→ Yang Perlu Dikerjakan:
1/ Jawablah pertanyaan berikut berdasarkan tulisan tentang Yogyakarta.
(a) Di kecamatan mana wilayah studi kelompok penulis berada?
(b) Di depan gedung apa patung akar kaki terletak?
(c) Apa fungsi Vredeburg Schloss sekarang?
2/ Tuliskan kembali seluruh bagian tulisan tentang Yogyakarta, mulai dari "Gambar sebelah kiri" terus hingga "di gambar ini.".
3/ Lanjutkan tulisan tentang Yogyakarta dari kalimat terakhir yang ditampilkan.

→ Teks yang Diberikan:
-=-=-

Ngayogyakarta

Assalamualaikum.
Minggu lalu saya baru saja menuntaskan survei studio kedua saya. Jika studio pertama adalah Studio Perencanaan Desa, studio di semester 4 ini adalah Studio Perencanaan Kota atau biasa disingkat dengan SPK. SPK tahun ini diadakan di Kota Yogyakarta, dan kelompok saya mendapat wilayah studi di Kecamatan Jetis. Hari-hari di Jogja bisa dibilang banyak lupa waktunya, survei cuma sampai sore, tapi malamnya kita tidak istirahat malah main keliling Jogja. Alhasil, terciptalah foto-foto di bawah ini... Enjoy!

Gambar sebelah kiri merupakan landmark Kota Yogyakarta, yaitu Tugu Jetis. Tugu ini merupakan kebanggaan kelompok kami, karena tugu tersebut berada di wilayah studi kami hahaha. Foto itu diambil pada hari Selasa ketika demo tentang kenaikan BBM sedang memuncak. Herannya, pendemo di foto ini masih saja sempat berfoto-foto ria dengan temannya *tepok jidat*. Sedangkan gambar di sebelah kanan merupakan patung akar kaki yang terletak di depan Gedung BRI.

Malam di Jogja. Pedestrian, lampu penerangan jalan, public space, dan elemen-elemen pendukung lainnya yang berkonspirasi membentuk suasana seperti yang terlihat di gambar ini.

Gedung BNI yang berarsitektur kolonial dipadukan dengan kecepatan yang tergambarkan dengan lampu yang bergerak.

Very the Jogja! Mulai dari becak, bangunan kolonial, pedestrian way yang lebar, dan juga papan nama jalannya. Menurut saya, kota yang bikin kangen dan bikin pengen balik lagi adalah kota yang memiliki sense of place yang kuat seperti ini <3

Monumen Serangan Umum Maret 1949

Vredeburg Schloss. Benteng ini dibangun pada masa pemerintahan kolonial Belanda (sumpah kalimat yang satu ini ngasal, ngikutin gaya-gaya cerita sejarah -_-), CMIIW. Fungsinya yang sekarang adalah museum, dan yang saya baru ketahui ternyata di sini juga ada night at the museum. Mungkin semacam night tour, atau malah uji nyali?

Suasana malam di dalam Vredeburg Schloss, mencekam hah?

-=-=-

→ Daftar Entri:
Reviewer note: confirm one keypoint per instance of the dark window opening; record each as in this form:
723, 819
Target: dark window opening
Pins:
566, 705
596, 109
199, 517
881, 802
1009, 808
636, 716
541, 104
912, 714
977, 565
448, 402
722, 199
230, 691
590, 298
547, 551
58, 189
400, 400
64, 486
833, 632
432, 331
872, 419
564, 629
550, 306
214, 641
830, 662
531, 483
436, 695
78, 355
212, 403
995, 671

-=-=-

→ Jawaban Berurutan:
1/
(a) Wilayah studi kelompok penulis berada di Kecamatan Jetis.
(b) Patung akar kaki terletak di depan Gedung BRI.
(c) Vredeburg Schloss sekarang berfungsi sebagai museum.

2/
Gambar sebelah kiri merupakan landmark Kota Yogyakarta, yaitu Tugu Jetis. Tugu ini merupakan kebanggaan kelompok kami, karena tugu tersebut berada di wilayah studi kami hahaha. Foto itu diambil pada hari Selasa ketika demo tentang kenaikan BBM sedang memuncak. Herannya, pendemo di foto ini masih saja sempat berfoto-foto ria dengan temannya *tepok jidat*. Sedangkan gambar di sebelah kanan merupakan patung akar kaki yang terletak di depan Gedung BRI.

Malam di Jogja. Pedestrian, lampu penerangan jalan, public space, dan elemen-elemen pendukung lainnya yang berkonspirasi membentuk suasana seperti yang terlihat di gambar ini.

3/
Gelang kulit dan manik-manik khas Jogja. Hati-hati dalam menawar, salah-salah anda bisa dicaci maki oleh pedagangnya. Seperti teman saya, sampai kita berjalan jauh dari tempat tersebut pun pedagangnya masih mengomel-ngomel. Mungkin harga yang teman saya minta terlalu murah, atau pedagangnya aja yang rada-rada? -_-

Malioboro yang tidak pernah mati. Jika siang hari koridor ini dipenuhsesaki oleh para pedagang kaki lima yang menjajakan pernak-pernik dan souvenir, malam harinya aktivitas tersebut berubah menjadi angkringan. Dari makanan berat sampai kopi ada di sini.

Delman di Malioboro pada malam hari. Sebenarnya kasihan juga kudanya, pada kurus, bekerja seharian, makanannya pun belum terjamin :(

Di kota ini banyak terdapat papan penunjuk seperti ini, yang menandakan adanya jalur alternatif yang dapat dilalui sepeda. Biasanya jalur alternatif ini merupakan jalan pintas kecil dengan hirarki jalan lingkungan. Jadi pesepeda tidak perlu melewati jalan berhirarki tinggi dan bergabung dengan kendaraan bermotor.

List survei hari itu ;) 

Sungai Code yang berada di Kecamatan Jetis, tepatnya di Kelurahan Gowongan RW 08 - RW 13. Terdapat permukiman kumuh di sepanjang sungai ini, tinggi bangunannya pun tidak memenuhi standar. Bayangkan, rumah bertingkat dua di sini tingginya tidak melebihi tinggi normal rumah berlantai satu! Namun begitu, di kawasan ini telah terdapat rusunawa (rumah susun sederhana sewa). Pemberdayaan masyarakatnya pun berjalan baik, bahkan di RW 10 ada seorang ahli peta yang menggambarkan persil di sepanjang Sungai Code secara manual di milimeter block.

Kandang burung ini terdapat di belakang rusunawa. Mungkin ini fasilitas pendukung permukiman yah... sebut saja 'kandang burung komunal'... Karena penduduk yang tinggal di rusunawa tidak memiliki space untuk menaruh kandang ini di area rusun. Iyalah, jemuran aja bingung, gimana kandang burung -_-

Nah, ini dia penghuni kandang warna-warni di atas. Cantik?

Ayam kate yang lari mulu pas diambil fotonya hihi gemesss! :3

Ini yang namanya sate buntel bukan sih? Sekotak kayu ini dipikul, penjualnya perempuan dan kotak ini ditaruh di atas kepalanya. Mirip perempuan Afrika pembawa air.

Oseng-oseng mercon. Sambelnya..... meledak-ledak dalam mulut *overrated*. Kebetulan saya makan di tempat yang pernah masuk tv di acaranya Pak Bondan, jadi untuk ukuran kaki lima, seporsi oseng-oseng mercon ini termasuk mahal yaitu Rp15.000,00.

Zulfa dan oseng-oseng mercon, haha ga penting -_-

Selain oseng-oseng mercon, di sini juga tersedia berbagai lauk lainnya seperti ayam, bebek, burung dara, dan lain-lain. Seporsi bebek harganya Rp23.000,00 dan tidak lebih istimewa dari bebek ijo yang cabangnya di mana-mana itu.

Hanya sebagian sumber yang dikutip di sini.